Records drawn from a collection:
::::
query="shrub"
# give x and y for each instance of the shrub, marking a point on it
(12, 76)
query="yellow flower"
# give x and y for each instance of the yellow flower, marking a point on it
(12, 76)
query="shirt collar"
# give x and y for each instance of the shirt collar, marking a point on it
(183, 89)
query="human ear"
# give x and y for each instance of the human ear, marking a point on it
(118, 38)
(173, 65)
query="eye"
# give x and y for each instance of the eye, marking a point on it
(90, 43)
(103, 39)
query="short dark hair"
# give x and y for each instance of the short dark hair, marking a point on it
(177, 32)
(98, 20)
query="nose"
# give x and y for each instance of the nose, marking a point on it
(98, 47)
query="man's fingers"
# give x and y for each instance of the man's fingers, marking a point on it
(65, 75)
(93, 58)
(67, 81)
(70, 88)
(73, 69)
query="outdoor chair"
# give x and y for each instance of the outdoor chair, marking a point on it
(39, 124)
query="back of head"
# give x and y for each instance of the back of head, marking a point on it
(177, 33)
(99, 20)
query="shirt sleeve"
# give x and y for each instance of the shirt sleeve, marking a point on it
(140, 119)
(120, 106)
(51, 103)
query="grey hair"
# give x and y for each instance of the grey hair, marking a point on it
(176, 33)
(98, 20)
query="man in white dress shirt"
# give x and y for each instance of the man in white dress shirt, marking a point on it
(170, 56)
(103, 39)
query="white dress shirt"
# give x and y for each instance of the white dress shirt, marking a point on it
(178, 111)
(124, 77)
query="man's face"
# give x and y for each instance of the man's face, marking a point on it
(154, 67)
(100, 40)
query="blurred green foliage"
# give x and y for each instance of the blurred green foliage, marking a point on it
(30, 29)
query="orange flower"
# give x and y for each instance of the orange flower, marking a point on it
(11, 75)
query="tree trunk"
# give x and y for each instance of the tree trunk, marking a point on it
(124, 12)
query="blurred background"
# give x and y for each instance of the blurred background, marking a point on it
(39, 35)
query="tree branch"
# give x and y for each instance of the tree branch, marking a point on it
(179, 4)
::::
» EXERCISE PROMPT
Count how many lines of the records above contain the string "foliage", treating uppercase and lowercase as different. Give only the number.

» RESULT FOR THIS EXERCISE
2